→ **Textabschnitt**:
####
So war das mit Ficker-Fritz
Reschkes kleine Kulturgeschichte der Bundeswehr -
Antwort eines Augen- und Ohrenzeugen auf die Werbekampagnen
eines Arbeitgebers, der in der Mitte der Gesellschaft ankommen soll
Wie bitte ?!? Reschke bei der Bundeswehr?? Jeder, der seine Lieder oder ihn persönlich kennt, muss sich wundern...
Das kam so: 1983 wurde man als Kriegsdienstverweigerer bestraft, wenn man nicht „Wehrdienst“ leistete. Der Wehrdienst dauerte 15 Monate. 18 Monate dagegen dauerte der Ersatzdienst, der üblicherweise in sozialen Einrichtungen geleistet wurde. Die Minderwertigkeit von sozialem Engagement gegenüber dem Dienst an der Mordwaffe musste natürlich auch 38 Jahre nach dem Zweiten Weltkrieg und acht Jahre nach dem Vietnamkrieg kompensiert und demonstriert werden.
Waren die drei Monate Unterschied Grund genug? Für Reschke nicht - aber sein Wunschstudium konnte er nur zum Wintersemester beginnen, also Anfang Oktober. Der Ersatzdienst endete jedoch erst Ende Dezember, also musste man ein Jahr verspätet ins Studium einsteigen, Weichei!!Zurückgetreten! Fein arrangierte Soft Power von Vater Staat zur Lenkung junger Bürger...
####
→ **Aufgabenstellung**:
- 1) Übertragen Sie aus dem Text über die Bundeswehr den Satz „18 Monate dagegen dauerte der Ersatzdienst, der üblicherweise in sozialen Einrichtungen geleistet wurde.“ ins Englische.
- 2) Zu welchem Zeitpunkt konnte Reschke laut dem Text über die Bundeswehr sein Wunschstudium beginnen?
- 3) Führen Sie den Text über die Bundeswehr im Anschluss an seinen letzten Satz weiter.

→ **Datenauszug**:
####
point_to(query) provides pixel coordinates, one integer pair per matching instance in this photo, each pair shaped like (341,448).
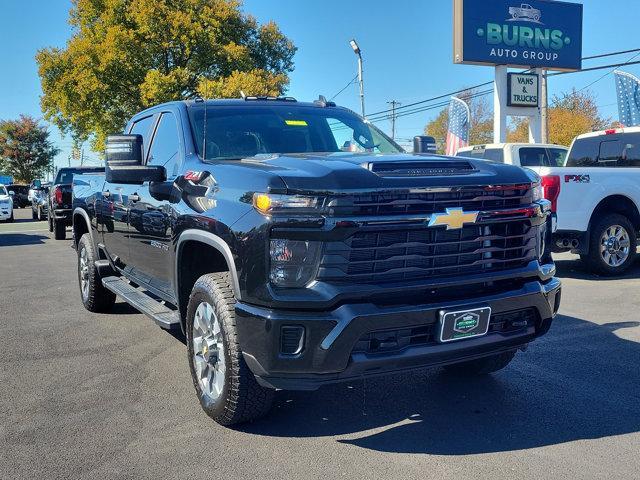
####
→ **Erwartete Antworten**:
- 1) The alternative civilian service, by contrast, lasted 18 months and was usually performed in social institutions.

- 2) Nur zum Wintersemester, also Anfang Oktober.

- 3)
Also ließ sich Reschke auf etwas ein, das er einerseits schnell bereute, das aber andererseits seinem Wissen über Menschen und Hierarchien zuträglich wurde. Hatte er bis dahin als Gymnasiast, Gitarrist einer Band und aktiver Rennruderer überwiegend mit intelligenten und mehr oder weniger kultivierten Menschen zu tun, sollte er einige Wochen nach dem Abitur mit eifrig tätiger Dummheit sowie mentaler und emotionaler Verwahrlosung konfrontiert werden - in anderen Worten: mit Ausbildern bei der Bundeswehr. Allen voran Leutnant Fritz - genannt "Ficker Fritz" (weil er so gerne Auszubildende "fickte", auf Hochdeutsch: schikanierte) und Unteroffizier Bachmeier. Wieso solch harte Worte über Mitmenschen? Nun, es geht immerhin um Menschen, die sich für geeignet halten, andere auszubilden und im Ernstfall über Leben und Tod zu entscheiden! Und es geht um eine extrem kostspielige Institution, die massenweise Ressourcen verschwendet und die Umwelt verpestet, und: die derart unterentwickelte Menschen für Ausbilder hält, und das ist schlichtweg irre - und bezeichnend.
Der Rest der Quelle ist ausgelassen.